--- START ---
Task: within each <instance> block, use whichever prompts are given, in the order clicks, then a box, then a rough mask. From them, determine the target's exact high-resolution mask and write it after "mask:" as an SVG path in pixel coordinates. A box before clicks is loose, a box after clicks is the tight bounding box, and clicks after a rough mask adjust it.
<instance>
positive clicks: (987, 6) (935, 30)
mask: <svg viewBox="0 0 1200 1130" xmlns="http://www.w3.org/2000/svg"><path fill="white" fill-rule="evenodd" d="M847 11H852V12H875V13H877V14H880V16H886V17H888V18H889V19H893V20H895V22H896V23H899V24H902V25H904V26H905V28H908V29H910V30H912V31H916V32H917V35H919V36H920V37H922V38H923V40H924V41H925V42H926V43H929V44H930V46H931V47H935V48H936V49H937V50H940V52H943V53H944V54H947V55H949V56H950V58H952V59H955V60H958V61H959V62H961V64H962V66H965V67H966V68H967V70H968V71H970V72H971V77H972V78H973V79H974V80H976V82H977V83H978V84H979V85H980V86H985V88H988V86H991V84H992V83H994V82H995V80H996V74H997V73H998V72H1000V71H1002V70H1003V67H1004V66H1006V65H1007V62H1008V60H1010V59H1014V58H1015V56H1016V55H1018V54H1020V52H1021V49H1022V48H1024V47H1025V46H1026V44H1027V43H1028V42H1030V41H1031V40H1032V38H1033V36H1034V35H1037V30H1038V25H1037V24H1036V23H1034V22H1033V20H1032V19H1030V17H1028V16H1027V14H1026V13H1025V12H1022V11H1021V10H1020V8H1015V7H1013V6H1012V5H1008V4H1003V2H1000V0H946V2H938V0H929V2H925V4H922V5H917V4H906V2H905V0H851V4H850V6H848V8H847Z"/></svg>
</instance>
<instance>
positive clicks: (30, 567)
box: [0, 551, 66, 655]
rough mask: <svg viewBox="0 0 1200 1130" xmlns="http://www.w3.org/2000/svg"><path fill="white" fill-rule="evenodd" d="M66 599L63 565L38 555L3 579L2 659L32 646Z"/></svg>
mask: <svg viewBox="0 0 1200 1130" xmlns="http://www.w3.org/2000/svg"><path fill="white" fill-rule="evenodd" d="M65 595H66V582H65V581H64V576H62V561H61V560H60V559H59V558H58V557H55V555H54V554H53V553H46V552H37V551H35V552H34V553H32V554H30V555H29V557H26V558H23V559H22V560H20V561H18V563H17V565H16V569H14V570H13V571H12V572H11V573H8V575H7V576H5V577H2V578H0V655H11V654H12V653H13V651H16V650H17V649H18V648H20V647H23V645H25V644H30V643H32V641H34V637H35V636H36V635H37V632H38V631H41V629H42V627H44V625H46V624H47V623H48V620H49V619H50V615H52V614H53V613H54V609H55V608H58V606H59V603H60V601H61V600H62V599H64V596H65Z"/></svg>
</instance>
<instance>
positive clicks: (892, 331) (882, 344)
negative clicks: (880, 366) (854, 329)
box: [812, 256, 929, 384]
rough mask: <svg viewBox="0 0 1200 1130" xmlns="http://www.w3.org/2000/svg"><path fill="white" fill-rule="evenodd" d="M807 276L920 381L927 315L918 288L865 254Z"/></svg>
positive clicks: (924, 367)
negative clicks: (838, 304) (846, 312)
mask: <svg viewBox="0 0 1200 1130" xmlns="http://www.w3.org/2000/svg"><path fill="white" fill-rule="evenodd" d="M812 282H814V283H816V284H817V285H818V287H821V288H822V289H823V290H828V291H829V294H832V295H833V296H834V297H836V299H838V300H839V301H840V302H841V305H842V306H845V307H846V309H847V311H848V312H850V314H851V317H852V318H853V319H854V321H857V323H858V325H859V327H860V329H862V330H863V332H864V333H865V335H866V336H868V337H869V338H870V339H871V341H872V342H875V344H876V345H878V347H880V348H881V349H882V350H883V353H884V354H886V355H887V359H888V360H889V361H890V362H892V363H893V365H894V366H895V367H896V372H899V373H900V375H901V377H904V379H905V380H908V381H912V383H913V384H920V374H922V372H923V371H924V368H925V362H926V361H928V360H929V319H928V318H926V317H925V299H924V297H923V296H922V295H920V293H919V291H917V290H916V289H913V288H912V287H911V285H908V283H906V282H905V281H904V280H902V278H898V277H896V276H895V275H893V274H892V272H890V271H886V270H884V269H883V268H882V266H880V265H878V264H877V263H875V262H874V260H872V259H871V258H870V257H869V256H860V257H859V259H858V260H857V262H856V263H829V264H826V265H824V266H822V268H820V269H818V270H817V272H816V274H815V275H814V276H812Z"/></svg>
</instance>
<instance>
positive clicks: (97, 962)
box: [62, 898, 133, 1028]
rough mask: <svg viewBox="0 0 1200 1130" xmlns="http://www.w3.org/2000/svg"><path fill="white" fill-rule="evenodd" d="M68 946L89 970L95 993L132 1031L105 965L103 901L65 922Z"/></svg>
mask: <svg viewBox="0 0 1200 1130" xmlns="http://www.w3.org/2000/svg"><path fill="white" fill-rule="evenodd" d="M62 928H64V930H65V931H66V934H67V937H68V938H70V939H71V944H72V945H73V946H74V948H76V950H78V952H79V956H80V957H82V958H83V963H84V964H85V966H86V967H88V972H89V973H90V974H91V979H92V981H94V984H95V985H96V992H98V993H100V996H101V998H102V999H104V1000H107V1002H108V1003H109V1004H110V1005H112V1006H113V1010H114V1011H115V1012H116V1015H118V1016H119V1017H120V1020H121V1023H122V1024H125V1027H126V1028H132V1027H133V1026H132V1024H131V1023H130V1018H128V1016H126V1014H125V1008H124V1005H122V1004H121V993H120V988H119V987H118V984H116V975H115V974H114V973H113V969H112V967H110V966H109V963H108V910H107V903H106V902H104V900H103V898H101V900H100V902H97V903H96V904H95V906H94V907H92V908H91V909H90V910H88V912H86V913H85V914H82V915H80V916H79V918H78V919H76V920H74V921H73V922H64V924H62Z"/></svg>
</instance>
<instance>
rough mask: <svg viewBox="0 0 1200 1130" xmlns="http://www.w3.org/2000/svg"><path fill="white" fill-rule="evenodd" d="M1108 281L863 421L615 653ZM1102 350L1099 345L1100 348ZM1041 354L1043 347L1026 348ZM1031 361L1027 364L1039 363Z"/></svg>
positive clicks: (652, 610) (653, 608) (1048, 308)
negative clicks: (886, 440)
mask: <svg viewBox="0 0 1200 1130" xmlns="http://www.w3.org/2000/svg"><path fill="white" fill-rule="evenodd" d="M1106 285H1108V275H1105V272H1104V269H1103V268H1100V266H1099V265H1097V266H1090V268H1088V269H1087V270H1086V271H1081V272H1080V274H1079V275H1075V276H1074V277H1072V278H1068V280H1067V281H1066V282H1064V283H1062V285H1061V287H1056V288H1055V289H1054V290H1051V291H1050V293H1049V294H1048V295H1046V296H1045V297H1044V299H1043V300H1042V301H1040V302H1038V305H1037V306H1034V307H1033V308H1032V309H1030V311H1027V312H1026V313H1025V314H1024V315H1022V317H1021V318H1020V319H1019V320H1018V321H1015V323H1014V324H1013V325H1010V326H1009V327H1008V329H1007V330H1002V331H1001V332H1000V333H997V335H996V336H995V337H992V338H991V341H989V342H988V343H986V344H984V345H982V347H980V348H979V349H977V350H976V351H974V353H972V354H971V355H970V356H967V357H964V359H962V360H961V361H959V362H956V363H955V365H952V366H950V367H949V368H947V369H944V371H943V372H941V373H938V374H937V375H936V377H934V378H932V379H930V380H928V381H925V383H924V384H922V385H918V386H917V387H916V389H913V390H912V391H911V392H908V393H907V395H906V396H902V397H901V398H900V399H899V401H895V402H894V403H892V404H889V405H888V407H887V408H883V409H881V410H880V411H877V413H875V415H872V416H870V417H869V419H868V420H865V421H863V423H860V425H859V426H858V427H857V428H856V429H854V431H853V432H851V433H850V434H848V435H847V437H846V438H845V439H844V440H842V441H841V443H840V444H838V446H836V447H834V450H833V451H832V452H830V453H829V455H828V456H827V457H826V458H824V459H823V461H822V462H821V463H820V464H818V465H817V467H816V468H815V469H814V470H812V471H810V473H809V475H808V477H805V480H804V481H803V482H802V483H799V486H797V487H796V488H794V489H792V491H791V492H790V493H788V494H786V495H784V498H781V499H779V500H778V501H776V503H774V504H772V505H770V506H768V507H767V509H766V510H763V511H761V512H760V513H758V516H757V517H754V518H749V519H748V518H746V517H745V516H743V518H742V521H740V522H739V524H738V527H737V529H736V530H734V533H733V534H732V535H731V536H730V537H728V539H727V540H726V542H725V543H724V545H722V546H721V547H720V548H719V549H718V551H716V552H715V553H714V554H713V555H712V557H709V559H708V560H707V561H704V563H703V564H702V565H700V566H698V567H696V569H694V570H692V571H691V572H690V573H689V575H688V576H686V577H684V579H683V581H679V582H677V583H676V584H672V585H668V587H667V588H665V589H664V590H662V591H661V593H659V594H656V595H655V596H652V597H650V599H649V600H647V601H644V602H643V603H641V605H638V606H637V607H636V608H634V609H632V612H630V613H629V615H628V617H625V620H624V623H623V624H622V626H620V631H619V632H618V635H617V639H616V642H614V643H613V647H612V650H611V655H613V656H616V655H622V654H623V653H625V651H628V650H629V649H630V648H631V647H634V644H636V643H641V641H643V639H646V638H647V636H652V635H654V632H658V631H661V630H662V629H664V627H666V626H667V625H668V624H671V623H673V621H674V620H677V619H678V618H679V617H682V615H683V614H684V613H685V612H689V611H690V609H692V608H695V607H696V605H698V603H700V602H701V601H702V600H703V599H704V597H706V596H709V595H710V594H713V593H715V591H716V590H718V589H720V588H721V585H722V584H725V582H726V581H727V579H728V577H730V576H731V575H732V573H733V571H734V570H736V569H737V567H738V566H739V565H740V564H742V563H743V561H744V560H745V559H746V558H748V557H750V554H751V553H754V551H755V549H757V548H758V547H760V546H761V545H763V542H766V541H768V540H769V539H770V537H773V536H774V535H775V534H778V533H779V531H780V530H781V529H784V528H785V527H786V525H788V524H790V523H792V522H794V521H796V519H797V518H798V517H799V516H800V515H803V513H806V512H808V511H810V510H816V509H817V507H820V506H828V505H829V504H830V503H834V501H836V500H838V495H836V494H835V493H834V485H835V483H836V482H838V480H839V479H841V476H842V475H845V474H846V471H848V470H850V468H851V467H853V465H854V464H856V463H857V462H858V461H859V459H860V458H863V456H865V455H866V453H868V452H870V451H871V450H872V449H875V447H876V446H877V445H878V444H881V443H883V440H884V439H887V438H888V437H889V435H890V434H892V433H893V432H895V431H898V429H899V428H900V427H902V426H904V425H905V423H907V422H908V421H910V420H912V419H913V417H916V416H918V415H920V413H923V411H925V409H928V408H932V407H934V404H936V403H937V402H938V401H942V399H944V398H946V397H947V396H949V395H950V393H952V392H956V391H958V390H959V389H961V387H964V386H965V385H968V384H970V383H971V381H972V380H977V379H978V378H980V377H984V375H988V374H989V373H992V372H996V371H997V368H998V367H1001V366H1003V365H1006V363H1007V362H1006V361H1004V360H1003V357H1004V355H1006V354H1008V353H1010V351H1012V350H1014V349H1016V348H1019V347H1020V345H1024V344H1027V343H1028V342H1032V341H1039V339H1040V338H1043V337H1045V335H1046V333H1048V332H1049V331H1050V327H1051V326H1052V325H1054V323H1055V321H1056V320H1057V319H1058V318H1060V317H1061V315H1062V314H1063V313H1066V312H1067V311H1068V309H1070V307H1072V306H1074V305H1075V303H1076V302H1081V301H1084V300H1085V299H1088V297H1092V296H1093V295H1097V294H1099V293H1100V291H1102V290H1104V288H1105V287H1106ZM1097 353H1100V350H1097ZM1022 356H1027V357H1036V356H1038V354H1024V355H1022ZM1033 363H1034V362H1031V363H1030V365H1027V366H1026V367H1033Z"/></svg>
--- END ---
◆ **Activity**
Please print the stretch of rows from the line that contains "276L920 381L927 315L918" through the line that contains "positive clicks: (924, 367)", reproducing both lines exactly.

◆ **Written reply**
rough mask: <svg viewBox="0 0 1200 1130" xmlns="http://www.w3.org/2000/svg"><path fill="white" fill-rule="evenodd" d="M807 276L920 381L927 315L918 288L865 254Z"/></svg>
positive clicks: (924, 367)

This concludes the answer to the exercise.